RECORDS FOR THIS EXERCISE: Begin

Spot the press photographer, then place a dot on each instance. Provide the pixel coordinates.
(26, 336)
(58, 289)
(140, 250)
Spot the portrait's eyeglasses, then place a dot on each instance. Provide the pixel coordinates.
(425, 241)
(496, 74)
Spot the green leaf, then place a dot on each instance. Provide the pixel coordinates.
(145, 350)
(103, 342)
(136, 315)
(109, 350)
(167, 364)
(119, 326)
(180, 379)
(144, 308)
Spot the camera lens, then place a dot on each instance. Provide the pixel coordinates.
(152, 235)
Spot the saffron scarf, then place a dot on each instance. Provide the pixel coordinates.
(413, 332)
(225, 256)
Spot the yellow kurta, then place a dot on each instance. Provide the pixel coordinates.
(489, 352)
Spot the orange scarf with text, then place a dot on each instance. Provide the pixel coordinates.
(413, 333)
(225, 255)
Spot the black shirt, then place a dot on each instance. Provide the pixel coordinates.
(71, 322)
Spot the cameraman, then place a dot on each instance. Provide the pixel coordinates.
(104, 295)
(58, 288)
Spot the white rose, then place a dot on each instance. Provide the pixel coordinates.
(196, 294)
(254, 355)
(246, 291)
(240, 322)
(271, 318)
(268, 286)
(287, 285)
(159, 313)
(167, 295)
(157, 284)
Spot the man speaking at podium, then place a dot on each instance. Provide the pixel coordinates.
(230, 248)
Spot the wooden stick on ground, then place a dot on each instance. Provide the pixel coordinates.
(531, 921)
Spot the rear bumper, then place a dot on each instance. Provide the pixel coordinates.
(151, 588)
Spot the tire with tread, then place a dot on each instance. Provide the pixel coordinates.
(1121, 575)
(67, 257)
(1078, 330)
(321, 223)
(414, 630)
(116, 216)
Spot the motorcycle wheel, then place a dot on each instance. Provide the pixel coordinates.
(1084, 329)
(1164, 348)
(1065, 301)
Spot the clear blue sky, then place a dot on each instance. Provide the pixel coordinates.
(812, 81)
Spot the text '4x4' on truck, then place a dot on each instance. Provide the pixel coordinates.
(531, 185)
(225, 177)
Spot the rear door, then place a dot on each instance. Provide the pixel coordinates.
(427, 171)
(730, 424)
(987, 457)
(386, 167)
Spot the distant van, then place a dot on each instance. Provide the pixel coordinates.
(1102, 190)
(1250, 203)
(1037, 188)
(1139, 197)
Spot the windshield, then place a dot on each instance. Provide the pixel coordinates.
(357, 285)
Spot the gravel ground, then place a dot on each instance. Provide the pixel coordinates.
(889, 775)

RECORDS FOR THIS EXERCISE: End

=== ASSIGNMENT ===
Only the lines from the one that holds "Spot the distant" through the end of the records should appear in the answer, each restated exactly.

=== RESULT OF THIS EXERCISE ===
Spot the distant van, then place a dot on each instance. Provide the pixel coordinates.
(1102, 190)
(1250, 203)
(1037, 188)
(1139, 197)
Spot the windshield, then place a dot on each instance. Provide the pixel coordinates.
(357, 285)
Spot the gravel ground, then place a dot on each instance. Provide the pixel coordinates.
(889, 775)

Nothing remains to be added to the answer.